====== Records to process ======
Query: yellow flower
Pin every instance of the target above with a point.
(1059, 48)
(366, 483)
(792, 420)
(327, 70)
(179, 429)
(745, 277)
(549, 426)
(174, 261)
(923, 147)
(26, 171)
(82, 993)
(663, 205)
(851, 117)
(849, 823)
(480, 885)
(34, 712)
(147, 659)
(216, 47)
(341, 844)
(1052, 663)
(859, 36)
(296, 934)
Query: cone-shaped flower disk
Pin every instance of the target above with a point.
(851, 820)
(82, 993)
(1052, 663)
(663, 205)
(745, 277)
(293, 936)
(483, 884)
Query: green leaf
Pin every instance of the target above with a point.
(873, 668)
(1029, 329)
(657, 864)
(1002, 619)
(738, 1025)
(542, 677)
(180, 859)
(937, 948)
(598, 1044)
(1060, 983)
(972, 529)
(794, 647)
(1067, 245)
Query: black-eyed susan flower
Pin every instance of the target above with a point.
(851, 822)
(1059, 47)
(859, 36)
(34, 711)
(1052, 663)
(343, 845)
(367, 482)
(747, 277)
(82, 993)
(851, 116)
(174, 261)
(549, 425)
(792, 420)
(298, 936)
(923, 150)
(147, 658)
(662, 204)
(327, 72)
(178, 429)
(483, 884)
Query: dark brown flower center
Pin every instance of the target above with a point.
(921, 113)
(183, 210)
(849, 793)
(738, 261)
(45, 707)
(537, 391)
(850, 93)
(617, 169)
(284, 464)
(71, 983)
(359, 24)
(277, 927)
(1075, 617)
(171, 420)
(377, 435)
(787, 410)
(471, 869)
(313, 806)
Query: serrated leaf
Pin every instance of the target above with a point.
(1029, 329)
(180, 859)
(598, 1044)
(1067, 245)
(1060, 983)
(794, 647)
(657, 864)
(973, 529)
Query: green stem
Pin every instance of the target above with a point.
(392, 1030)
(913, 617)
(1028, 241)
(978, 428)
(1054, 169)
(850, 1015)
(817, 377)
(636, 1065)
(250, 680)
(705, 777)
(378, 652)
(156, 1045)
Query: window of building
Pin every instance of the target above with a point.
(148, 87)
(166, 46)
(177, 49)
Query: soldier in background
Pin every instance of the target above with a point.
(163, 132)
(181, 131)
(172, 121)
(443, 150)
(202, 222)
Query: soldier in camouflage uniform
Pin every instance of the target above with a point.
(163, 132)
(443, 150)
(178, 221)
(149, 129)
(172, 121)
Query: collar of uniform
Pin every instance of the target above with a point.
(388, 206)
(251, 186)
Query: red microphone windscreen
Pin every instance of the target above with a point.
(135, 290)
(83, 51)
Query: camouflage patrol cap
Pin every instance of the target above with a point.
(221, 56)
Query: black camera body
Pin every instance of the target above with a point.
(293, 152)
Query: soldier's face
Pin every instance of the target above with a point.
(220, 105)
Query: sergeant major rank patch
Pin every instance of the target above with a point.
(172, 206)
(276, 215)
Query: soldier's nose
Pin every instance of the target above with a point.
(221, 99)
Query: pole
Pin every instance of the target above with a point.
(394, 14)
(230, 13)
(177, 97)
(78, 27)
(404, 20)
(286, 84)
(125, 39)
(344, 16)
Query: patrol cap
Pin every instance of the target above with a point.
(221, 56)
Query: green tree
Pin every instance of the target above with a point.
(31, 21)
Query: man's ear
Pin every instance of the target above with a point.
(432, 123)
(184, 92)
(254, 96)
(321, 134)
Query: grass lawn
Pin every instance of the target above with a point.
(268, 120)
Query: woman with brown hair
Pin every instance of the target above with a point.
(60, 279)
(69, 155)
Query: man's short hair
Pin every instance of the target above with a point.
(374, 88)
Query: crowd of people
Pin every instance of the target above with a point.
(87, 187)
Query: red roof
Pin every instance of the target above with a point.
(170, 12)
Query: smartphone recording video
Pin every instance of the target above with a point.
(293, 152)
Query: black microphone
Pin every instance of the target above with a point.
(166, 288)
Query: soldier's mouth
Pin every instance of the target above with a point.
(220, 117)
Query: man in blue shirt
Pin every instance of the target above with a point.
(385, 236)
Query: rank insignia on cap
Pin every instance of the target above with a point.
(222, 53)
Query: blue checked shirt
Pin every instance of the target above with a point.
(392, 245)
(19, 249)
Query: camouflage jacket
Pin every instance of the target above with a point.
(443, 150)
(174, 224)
======
Short problem =>
Recast the lines above as a Markdown table with the columns Entry and Text. Start with the line containing "Query: soldier's mouth", go through the last line, number each row, and leave out blank lines.

Output of the exercise =>
| Entry | Text |
|---|---|
| 1 | Query: soldier's mouth |
| 2 | Pin every instance of the target above with a point. |
| 3 | (220, 117) |
| 4 | Query: man in blue shirt |
| 5 | Pin every instance of the target above with a point. |
| 6 | (385, 236) |
| 7 | Query: rank insignia on cap |
| 8 | Pin every instance of the target above with a point. |
| 9 | (222, 53) |
| 10 | Query: blue checked shirt |
| 11 | Pin every instance of the target above with a point. |
| 12 | (392, 245) |
| 13 | (19, 249) |
| 14 | Query: camouflage jacket |
| 15 | Pin every instance of the target above with a point. |
| 16 | (443, 150) |
| 17 | (174, 224) |